(Dataset rows)

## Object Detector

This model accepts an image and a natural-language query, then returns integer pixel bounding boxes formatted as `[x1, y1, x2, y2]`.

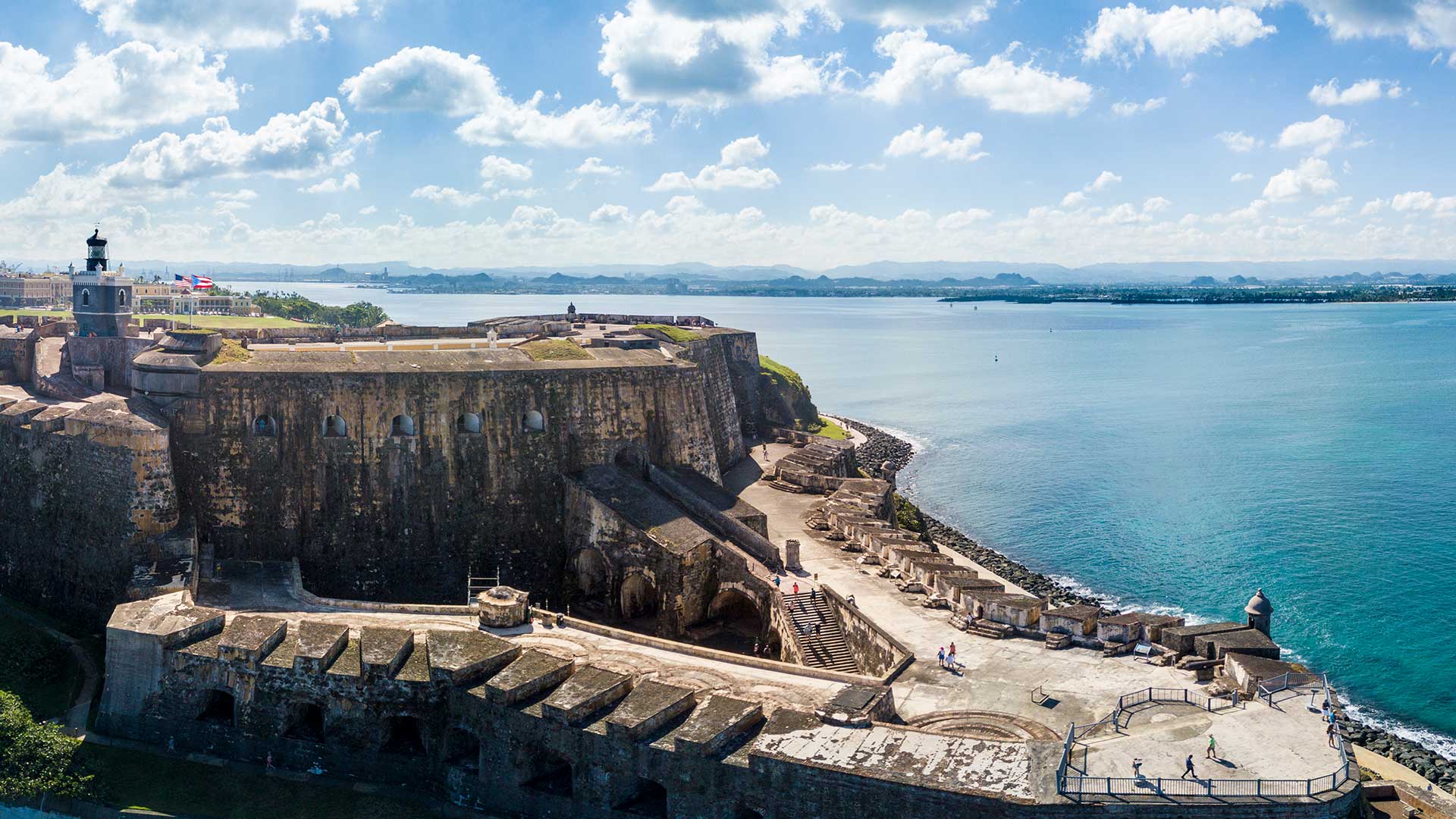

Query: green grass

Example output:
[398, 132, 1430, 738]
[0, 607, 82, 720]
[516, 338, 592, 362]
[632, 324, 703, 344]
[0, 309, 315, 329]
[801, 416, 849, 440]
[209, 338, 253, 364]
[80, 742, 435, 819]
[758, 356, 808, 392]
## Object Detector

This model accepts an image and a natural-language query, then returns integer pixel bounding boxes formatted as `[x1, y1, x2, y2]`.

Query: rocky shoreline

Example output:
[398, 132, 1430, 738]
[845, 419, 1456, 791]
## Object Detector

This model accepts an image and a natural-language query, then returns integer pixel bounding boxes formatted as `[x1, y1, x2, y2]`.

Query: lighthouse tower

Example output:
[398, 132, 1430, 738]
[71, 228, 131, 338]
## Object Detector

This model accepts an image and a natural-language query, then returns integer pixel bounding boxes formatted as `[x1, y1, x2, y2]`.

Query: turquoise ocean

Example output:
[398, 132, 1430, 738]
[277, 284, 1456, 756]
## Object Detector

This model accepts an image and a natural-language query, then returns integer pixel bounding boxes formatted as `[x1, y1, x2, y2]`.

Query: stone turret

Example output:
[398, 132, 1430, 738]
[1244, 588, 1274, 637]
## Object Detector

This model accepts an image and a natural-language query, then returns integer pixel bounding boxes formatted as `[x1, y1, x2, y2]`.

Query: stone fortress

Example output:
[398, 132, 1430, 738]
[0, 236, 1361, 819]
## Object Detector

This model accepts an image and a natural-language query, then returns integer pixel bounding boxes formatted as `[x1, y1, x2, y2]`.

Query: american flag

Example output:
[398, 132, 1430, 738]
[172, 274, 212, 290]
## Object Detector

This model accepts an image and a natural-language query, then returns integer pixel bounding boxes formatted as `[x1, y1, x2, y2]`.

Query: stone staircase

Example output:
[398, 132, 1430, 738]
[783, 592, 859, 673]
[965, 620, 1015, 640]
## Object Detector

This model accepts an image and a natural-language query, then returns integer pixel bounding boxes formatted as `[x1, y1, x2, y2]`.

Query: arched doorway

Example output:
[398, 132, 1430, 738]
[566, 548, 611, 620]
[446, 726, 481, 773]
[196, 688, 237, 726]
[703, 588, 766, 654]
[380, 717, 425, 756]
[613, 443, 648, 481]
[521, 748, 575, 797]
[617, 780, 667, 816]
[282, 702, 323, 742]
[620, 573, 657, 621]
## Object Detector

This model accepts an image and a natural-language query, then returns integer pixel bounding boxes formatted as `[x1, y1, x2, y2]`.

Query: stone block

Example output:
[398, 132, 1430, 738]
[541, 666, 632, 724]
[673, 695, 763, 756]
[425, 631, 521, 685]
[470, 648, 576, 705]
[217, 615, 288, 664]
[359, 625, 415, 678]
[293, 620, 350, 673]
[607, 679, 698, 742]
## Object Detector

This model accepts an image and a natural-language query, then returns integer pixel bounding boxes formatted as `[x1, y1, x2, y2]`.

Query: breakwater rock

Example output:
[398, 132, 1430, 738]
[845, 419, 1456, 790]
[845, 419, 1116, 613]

* * *

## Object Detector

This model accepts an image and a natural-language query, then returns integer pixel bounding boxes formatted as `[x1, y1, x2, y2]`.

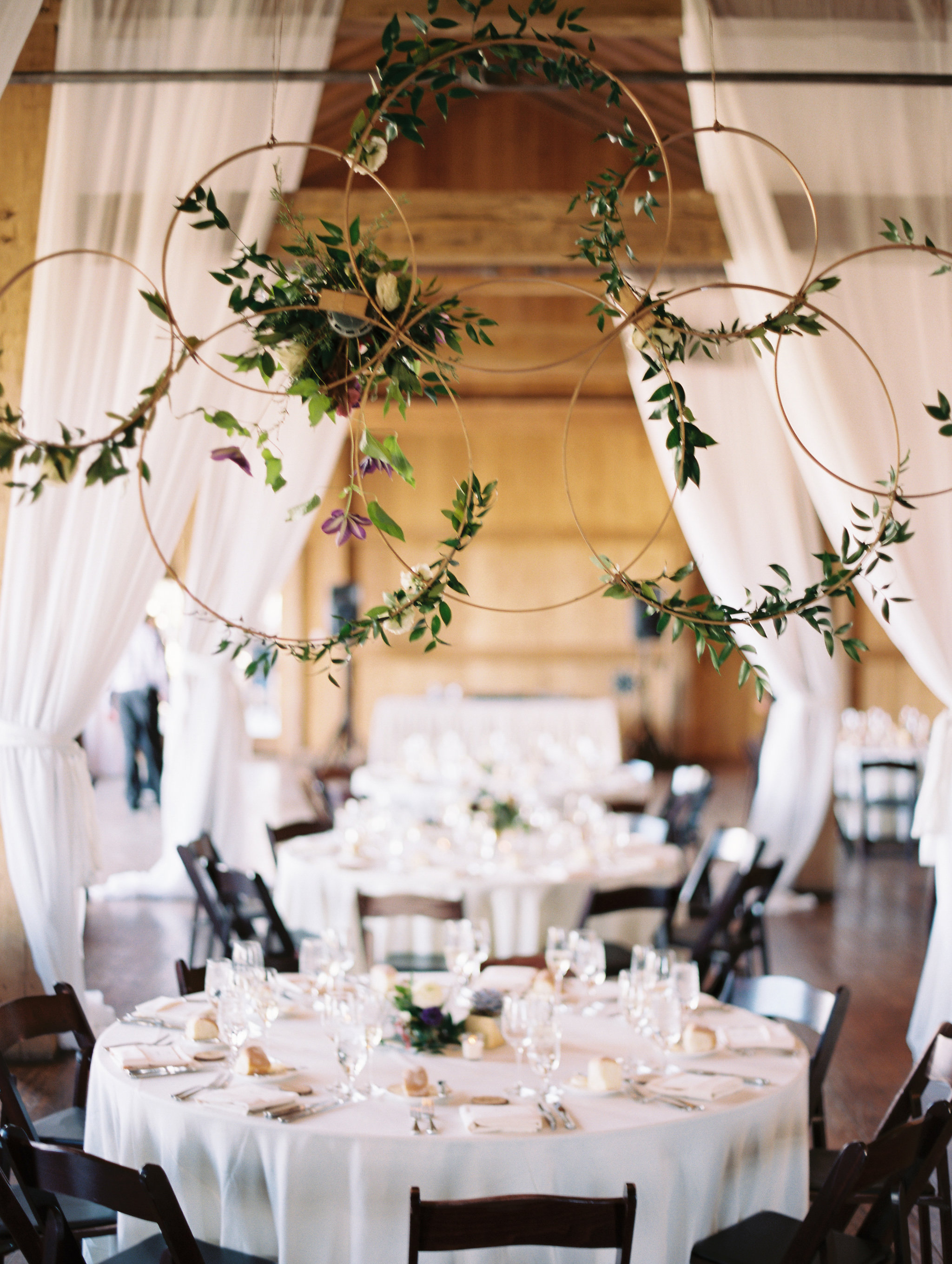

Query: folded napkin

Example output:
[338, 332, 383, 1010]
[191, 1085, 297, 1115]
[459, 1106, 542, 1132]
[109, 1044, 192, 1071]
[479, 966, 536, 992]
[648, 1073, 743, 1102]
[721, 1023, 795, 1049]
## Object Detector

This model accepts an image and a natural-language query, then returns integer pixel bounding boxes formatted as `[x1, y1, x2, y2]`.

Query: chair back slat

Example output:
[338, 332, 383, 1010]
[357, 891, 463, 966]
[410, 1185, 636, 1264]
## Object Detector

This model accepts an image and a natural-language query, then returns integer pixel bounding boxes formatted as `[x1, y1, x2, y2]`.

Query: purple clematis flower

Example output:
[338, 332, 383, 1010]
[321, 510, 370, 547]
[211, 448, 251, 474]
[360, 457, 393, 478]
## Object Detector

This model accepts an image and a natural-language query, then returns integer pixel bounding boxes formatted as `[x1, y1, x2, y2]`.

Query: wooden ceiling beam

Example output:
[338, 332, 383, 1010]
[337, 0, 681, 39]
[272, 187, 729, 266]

§ Stated problem
List every line in the records above that contains the word "stone".

§ Answer for the task
Query: stone turret
Query: stone fortress
Query: stone staircase
Query: stone block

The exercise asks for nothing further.